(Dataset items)
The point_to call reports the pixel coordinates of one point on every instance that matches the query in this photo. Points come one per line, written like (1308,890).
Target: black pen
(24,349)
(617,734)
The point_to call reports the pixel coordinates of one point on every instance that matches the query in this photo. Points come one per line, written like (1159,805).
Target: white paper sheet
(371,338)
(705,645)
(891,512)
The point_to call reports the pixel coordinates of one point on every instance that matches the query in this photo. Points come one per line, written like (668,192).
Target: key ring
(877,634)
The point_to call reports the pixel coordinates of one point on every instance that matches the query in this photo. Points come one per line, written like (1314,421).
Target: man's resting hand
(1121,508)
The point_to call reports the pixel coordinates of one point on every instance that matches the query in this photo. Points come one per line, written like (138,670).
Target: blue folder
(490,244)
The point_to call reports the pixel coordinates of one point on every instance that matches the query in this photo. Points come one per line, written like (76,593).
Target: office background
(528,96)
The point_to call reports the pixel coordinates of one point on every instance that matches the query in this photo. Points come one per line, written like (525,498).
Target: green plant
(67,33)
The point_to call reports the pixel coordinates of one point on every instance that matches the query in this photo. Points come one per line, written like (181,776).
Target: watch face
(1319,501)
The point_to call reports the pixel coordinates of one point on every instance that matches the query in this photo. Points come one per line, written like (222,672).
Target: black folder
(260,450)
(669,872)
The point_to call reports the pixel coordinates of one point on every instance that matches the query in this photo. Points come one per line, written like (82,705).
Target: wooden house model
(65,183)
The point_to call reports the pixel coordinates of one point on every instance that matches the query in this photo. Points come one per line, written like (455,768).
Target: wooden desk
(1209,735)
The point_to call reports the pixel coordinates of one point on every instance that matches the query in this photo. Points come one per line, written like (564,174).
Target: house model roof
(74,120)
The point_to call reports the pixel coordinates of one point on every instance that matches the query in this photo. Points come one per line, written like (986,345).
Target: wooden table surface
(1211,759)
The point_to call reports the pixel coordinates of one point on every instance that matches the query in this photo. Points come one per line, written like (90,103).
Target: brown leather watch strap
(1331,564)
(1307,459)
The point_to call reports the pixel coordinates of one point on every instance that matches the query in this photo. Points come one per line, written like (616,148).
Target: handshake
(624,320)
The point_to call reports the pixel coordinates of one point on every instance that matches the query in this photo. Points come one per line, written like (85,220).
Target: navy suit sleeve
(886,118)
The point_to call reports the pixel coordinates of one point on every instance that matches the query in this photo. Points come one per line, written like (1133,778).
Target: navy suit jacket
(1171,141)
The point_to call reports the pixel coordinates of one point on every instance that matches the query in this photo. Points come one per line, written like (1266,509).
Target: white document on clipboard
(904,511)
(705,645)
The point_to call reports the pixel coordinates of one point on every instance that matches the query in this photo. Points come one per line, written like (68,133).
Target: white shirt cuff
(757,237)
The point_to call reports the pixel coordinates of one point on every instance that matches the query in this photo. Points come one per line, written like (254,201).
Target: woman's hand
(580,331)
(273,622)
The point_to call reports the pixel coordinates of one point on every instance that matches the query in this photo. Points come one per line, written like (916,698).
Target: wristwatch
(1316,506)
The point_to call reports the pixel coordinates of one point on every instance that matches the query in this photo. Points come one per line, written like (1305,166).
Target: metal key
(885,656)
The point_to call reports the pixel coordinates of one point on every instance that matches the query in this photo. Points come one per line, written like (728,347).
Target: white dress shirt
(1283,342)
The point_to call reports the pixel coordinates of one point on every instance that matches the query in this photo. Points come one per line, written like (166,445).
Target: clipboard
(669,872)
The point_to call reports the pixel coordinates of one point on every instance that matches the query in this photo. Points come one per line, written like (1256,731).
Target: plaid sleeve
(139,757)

→ **About this exercise**:
Only one stretch of the entries above is wanted: the lines from the one containing "Target: white paper sheet" through the one containing "written like (1314,421).". Please reproduce it exactly.

→ **Problem solution**:
Target: white paper sheet
(371,338)
(705,645)
(891,512)
The point_to call reports the pixel coordinates of one point on every instance that matches the query in this photo. Points come one per line, written like (668,192).
Target: key ring
(877,634)
The point_to call reports the pixel coordinates of one point on every instance that matches the query in this photo. Points come one per line, written like (1314,421).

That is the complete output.